» **Passage to read**:
BEGIN
How extract data from a web site?

Ingo_Weiss · 16 April 2006 21:12

Hi,

I would like to use Ruby to read the content of a web site, and then
extract certain data from it. The site is machine generated so the
format doesnt' change, but unfortunately it is far from being valid
XHTML or similar.

What would be the easiest way to get there? I guess I need some kind of
HTML parser, or? How to I read a web site into Ruby in the first place?

Ingo

Alexandru_E_Ungur · 16 April 2006 21:27

sender: "Ingo Weiss" date: "Mon, Apr 17, 2006 at 06:12:00AM +0900" <<<EOQ

Hi,

I would like to use Ruby to read the content of a web site, and then
extract certain data from it. The site is machine generated so the
format doesnt' change, but unfortunately it is far from being valid
XHTML or similar.

What would be the easiest way to get there? I guess I need some kind of
HTML parser, or? How to I read a web site into Ruby in the first place?
END
» **Dataset content**:
BEGIN
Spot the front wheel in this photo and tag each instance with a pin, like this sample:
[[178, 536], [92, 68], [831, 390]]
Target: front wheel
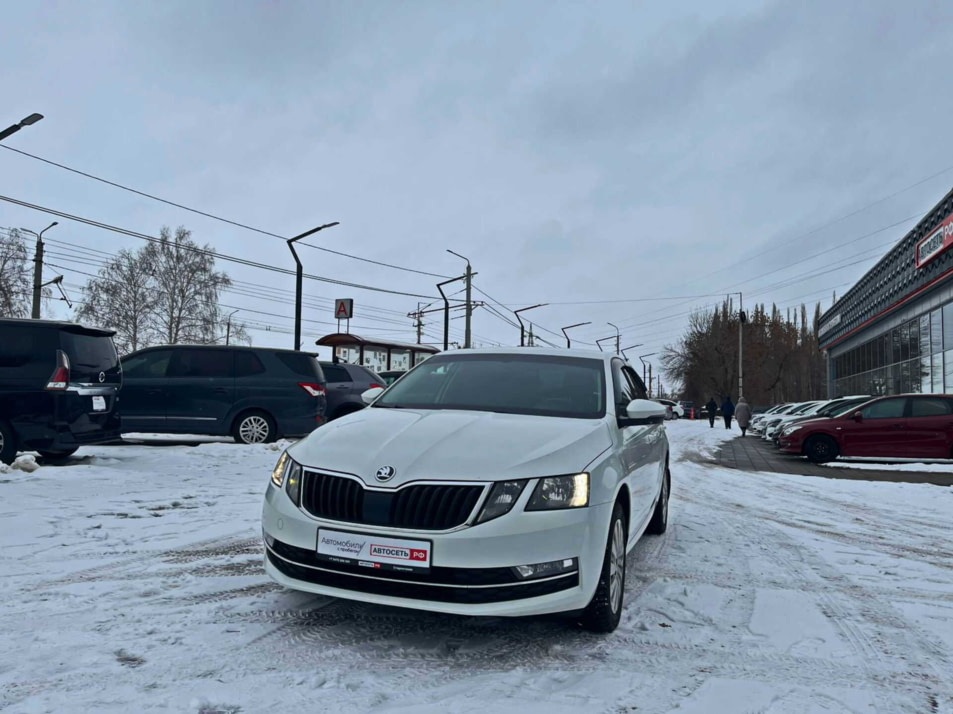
END
» **Goals**:
a. Answer each question from the forum thread on extracting web data:
(i) Who started the thread, and at what date and time?
(ii) What does the first post say about the format of the site?
(iii) At what time did Alexandru_E_Ungur post his reply?
b. Go on with the forum thread on extracting web data, starting after the final quoted question.
The data above are separate material, apart from the forum thread on extracting web data.

» **Answers below**:
a.
(i) Ingo_Weiss, on 16 April 2006 at 21:12.
(ii) The site is machine generated, so its format doesn't change, but it is far from being valid XHTML or similar.
(iii) At 21:27 on 16 April 2006.

b.
Hi,

Well for starters you could use your human interface to connect to the
Ruby-talk archives and look there for the answer...
No offence, but I'm on this list only for about two months, but this
question was already asked about a million times...

Anyway, Rubyful Soup should make you happy:

All the best,
Alex

Peter_Szinek2 · 16 April 2006 21:32

Ingo Weiss wrote:

Hi,

I would like to use Ruby to read the content of a web site, and then
extract certain data from it. The site is machine generated so the
format doesnt' change, but unfortunately it is far from being valid
XHTML or similar.

In order to parse the page, first you need to push it through some kind
of tidy-up engine, so you can turn invalid to HTML to XML. I recommend
this one:

http://tidy.rubyforge.org/

After this step you have reduced the problem of arbitrary (possibly
invalid) HTML parsing to XML parsing which is definitely easier, e.g.
with REXML.

What would be the easiest way to get there? I guess I need some kind of
HTML parser, or? How to I read a web site into Ruby in the first place?

Another possibility would be Rubyful soup:

You do not need pre-tidying here, just 'use it'. Examples:

soup = BeautifulSoup.new(page)

# find all <p>'s:
soup.find_all('p')

# find all tags that have an attribute align="left"
soup.find_all { |tag| tag['align'] = "left" }

You got the idea.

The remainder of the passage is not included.